(Point labeling dataset excerpts)
━━━━━━━━

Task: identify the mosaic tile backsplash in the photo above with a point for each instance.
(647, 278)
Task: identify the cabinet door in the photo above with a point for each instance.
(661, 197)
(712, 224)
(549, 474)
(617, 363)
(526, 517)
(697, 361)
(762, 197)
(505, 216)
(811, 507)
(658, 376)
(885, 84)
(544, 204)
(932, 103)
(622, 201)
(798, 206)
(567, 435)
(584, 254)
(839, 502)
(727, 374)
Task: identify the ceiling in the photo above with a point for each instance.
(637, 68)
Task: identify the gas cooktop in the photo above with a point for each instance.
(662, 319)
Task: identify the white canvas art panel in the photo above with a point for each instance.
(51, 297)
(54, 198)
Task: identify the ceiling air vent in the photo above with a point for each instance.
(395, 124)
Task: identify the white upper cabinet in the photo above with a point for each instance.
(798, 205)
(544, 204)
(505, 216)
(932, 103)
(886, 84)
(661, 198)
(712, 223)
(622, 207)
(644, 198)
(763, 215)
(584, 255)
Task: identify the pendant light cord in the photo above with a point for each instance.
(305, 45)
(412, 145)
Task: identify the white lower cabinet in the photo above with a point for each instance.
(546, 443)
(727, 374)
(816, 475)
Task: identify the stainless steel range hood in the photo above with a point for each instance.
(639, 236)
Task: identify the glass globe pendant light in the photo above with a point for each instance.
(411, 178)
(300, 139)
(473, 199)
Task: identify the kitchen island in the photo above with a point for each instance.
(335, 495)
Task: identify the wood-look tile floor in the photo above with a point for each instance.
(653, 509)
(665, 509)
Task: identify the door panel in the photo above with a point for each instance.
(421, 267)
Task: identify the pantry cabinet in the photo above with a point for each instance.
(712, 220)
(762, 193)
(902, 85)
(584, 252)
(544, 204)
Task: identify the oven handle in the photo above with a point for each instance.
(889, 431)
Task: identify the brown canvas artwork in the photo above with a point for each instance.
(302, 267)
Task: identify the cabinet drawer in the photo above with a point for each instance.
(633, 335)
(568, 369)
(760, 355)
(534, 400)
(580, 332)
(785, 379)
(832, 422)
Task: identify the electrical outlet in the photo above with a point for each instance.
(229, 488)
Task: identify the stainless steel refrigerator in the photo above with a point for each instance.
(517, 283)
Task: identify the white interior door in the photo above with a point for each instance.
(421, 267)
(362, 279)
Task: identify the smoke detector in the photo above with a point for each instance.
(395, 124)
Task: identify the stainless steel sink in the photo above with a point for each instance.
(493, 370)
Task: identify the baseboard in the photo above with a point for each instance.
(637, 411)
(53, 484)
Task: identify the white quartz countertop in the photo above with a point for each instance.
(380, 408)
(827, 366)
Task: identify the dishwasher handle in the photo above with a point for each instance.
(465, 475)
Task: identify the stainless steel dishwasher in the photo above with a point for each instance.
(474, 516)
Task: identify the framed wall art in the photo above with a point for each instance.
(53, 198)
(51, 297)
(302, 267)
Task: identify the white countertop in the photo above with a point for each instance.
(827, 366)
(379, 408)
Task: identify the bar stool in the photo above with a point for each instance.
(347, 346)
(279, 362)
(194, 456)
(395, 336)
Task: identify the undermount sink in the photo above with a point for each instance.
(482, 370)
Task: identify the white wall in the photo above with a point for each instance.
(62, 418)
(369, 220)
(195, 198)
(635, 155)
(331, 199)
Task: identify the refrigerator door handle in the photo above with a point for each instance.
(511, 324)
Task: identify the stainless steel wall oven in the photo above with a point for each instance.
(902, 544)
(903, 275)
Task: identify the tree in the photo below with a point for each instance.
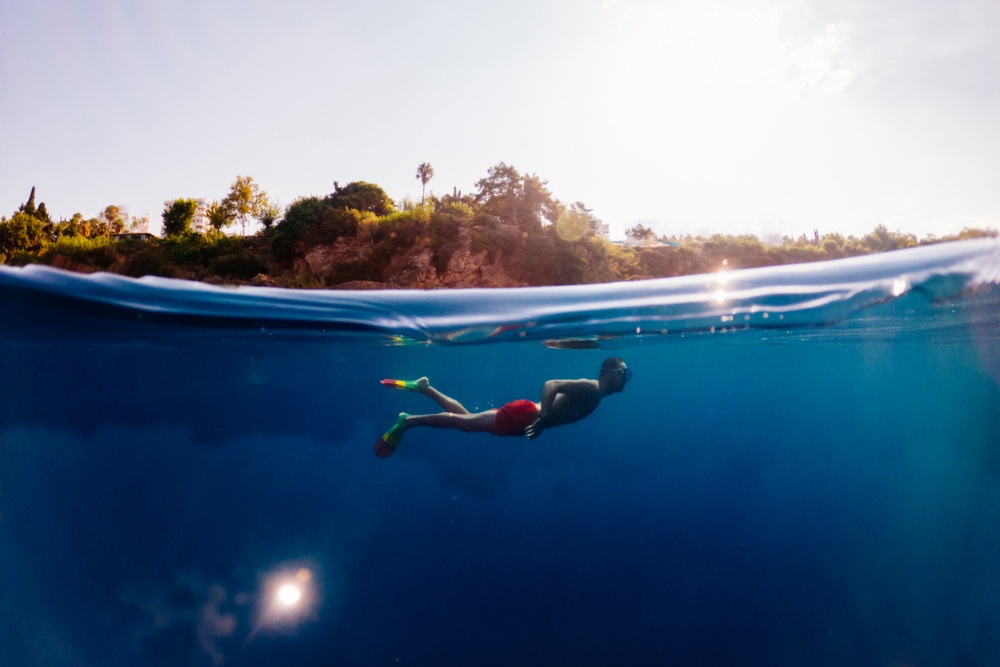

━━━━━━━━

• [What to work on]
Copy all of the records above word for word, leaving out the pictures.

• [Result of this exercise]
Task: identify the mosaic tile backsplash in the photo above with a point for each instance.
(647, 278)
Task: identify the cabinet door in the photo above with a point for each instance.
(661, 197)
(712, 224)
(549, 474)
(617, 363)
(526, 517)
(697, 361)
(762, 197)
(505, 216)
(811, 507)
(658, 376)
(885, 84)
(544, 204)
(932, 103)
(622, 201)
(798, 206)
(567, 435)
(584, 254)
(839, 502)
(727, 374)
Task: identify the ceiling in the photo above with a point for each instance.
(637, 68)
Task: identify the gas cooktop in the photo above with a point for each instance.
(662, 319)
Task: identify the white canvas art panel in the photo above with a point for each instance.
(51, 297)
(54, 198)
Task: identify the ceiling air vent in the photo above with a point for each instance.
(395, 124)
Task: identify the white upper cabinet in the photo above with a point for each instance.
(798, 205)
(544, 204)
(505, 216)
(932, 103)
(886, 84)
(661, 198)
(712, 223)
(622, 207)
(644, 198)
(763, 215)
(584, 255)
Task: identify the pendant light cord in the photo above with a point for each instance.
(305, 45)
(412, 145)
Task: identify the white lower cabinet in the photo above with a point for each instance.
(546, 443)
(727, 374)
(816, 475)
Task: identify the stainless steel range hood in the photo above with a point for each instance.
(639, 236)
Task: identify the glass globe pendant light in the photo above with a point for each instance.
(411, 178)
(300, 139)
(473, 199)
Task: identify the kitchen island in the photo above with a point for each instance.
(335, 495)
Task: identify the wood-look tile floor in the photo above with a point for each instance.
(653, 509)
(665, 509)
Task: identify the door panel in the photo above with a point for each instance.
(421, 267)
Task: identify the pantry cabinet in the photo above with a point for each instance.
(712, 220)
(762, 193)
(902, 85)
(584, 252)
(544, 204)
Task: identify the oven handle in the photo above with a point for each instance.
(889, 431)
Task: identify the brown canvas artwork in the photo above with a point for each instance.
(302, 267)
Task: identify the cabinet drawer in the photo above with a point for each instance.
(633, 335)
(568, 369)
(760, 355)
(534, 400)
(580, 332)
(785, 379)
(832, 422)
Task: identify the electrical outlet in the photo above with a point for each instance.
(229, 488)
Task: identify the stainless steel refrigerator in the photo above with a point for each instance.
(517, 283)
Task: identify the white interior door in the photo above with a point for each instance.
(421, 267)
(362, 279)
Task: identify the smoke detector in the photo above with a point for each instance.
(395, 124)
Task: identify the stainless steel sink in the photo above with a point for each instance.
(493, 370)
Task: identify the baseboard in the photo above with a point for each instance.
(637, 411)
(53, 484)
Task: identify the white quartz countertop in the photo above with a point for each instance.
(380, 408)
(827, 366)
Task: identify the dishwasher handle in the photo above with a point for each instance.
(465, 475)
Task: identify the stainless steel dishwasher in the photo above with a point for each instance.
(474, 516)
Task: identify the framed wall art in the photo above with a point for each instance.
(53, 198)
(51, 297)
(302, 267)
Task: identify the white countertop in the photo above with a point for each instance.
(827, 366)
(379, 408)
Task: identify the bar stool in the photo above with a point for each instance.
(347, 346)
(279, 362)
(194, 456)
(395, 336)
Task: identify the undermount sink in the photo above with a point for each instance.
(482, 370)
Task: identify the white wall in the photo above with a point for each instance.
(62, 418)
(369, 220)
(195, 198)
(635, 155)
(331, 199)
Task: identify the refrigerator door handle in the photo above with a point for each instance.
(511, 324)
Task: identify the stainless steel wall oven in the photo above with a point for each instance.
(902, 544)
(903, 275)
Task: identify the tree in the photo below with a point for each instance.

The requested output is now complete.